» WHAT THE TASK ASKS: Please lay out the data below as a Markdown table with the columns No. and Text, one row per line, skipping any blank lines.
======== TASK INPUTS ========
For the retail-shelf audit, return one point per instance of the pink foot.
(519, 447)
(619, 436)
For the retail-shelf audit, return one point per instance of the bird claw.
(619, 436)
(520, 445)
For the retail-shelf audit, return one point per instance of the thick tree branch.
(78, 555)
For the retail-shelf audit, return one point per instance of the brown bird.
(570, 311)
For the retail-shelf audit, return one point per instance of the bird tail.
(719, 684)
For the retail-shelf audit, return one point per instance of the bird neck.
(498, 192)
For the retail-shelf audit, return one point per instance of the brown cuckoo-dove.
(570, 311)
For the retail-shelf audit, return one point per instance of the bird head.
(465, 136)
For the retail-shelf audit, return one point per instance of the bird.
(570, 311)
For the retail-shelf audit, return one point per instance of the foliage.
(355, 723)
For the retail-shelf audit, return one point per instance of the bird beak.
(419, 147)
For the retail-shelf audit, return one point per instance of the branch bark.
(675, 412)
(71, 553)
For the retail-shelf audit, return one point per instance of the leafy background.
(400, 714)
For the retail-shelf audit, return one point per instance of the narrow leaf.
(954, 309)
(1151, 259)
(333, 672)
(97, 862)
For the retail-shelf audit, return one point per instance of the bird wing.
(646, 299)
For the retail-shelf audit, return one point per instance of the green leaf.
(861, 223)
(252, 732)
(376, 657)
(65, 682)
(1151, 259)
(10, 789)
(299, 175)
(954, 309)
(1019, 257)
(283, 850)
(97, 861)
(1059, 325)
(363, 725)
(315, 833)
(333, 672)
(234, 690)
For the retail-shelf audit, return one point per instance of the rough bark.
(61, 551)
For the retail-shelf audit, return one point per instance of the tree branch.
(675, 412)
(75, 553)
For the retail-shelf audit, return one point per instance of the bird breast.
========
» ANSWER TO THIS TASK:
| No. | Text |
|---|---|
| 1 | For the retail-shelf audit, return one point per instance of the pink foot. |
| 2 | (519, 447) |
| 3 | (619, 436) |
| 4 | For the retail-shelf audit, return one point per instance of the bird claw. |
| 5 | (619, 436) |
| 6 | (520, 445) |
| 7 | For the retail-shelf audit, return one point per instance of the thick tree branch. |
| 8 | (78, 555) |
| 9 | For the retail-shelf audit, return one point per instance of the brown bird. |
| 10 | (570, 311) |
| 11 | For the retail-shelf audit, return one point per instance of the bird tail. |
| 12 | (719, 684) |
| 13 | For the retail-shelf audit, return one point per instance of the bird neck. |
| 14 | (498, 192) |
| 15 | For the retail-shelf audit, return one point per instance of the brown cuckoo-dove. |
| 16 | (570, 311) |
| 17 | For the retail-shelf audit, return one point per instance of the bird head. |
| 18 | (465, 136) |
| 19 | For the retail-shelf audit, return one point per instance of the bird. |
| 20 | (570, 311) |
| 21 | For the retail-shelf audit, return one point per instance of the foliage. |
| 22 | (355, 723) |
| 23 | For the retail-shelf audit, return one point per instance of the bird beak. |
| 24 | (419, 147) |
| 25 | For the retail-shelf audit, return one point per instance of the branch bark. |
| 26 | (675, 412) |
| 27 | (71, 553) |
| 28 | For the retail-shelf audit, return one point per instance of the leafy background. |
| 29 | (400, 714) |
| 30 | For the retail-shelf audit, return one point per instance of the narrow leaf. |
| 31 | (954, 309) |
| 32 | (1151, 259) |
| 33 | (333, 672) |
| 34 | (97, 862) |
| 35 | For the retail-shelf audit, return one point per instance of the bird wing. |
| 36 | (646, 299) |
| 37 | For the retail-shelf audit, return one point per instance of the green leaf. |
| 38 | (861, 223) |
| 39 | (252, 732) |
| 40 | (376, 657) |
| 41 | (65, 682) |
| 42 | (1151, 259) |
| 43 | (10, 789) |
| 44 | (299, 175) |
| 45 | (954, 309) |
| 46 | (1019, 257) |
| 47 | (283, 850) |
| 48 | (97, 861) |
| 49 | (1059, 325) |
| 50 | (363, 725) |
| 51 | (315, 833) |
| 52 | (333, 672) |
| 53 | (234, 690) |
| 54 | For the retail-shelf audit, return one point per instance of the rough bark. |
| 55 | (61, 551) |
| 56 | For the retail-shelf audit, return one point per instance of the tree branch. |
| 57 | (675, 412) |
| 58 | (75, 553) |
| 59 | For the retail-shelf audit, return one point per instance of the bird breast. |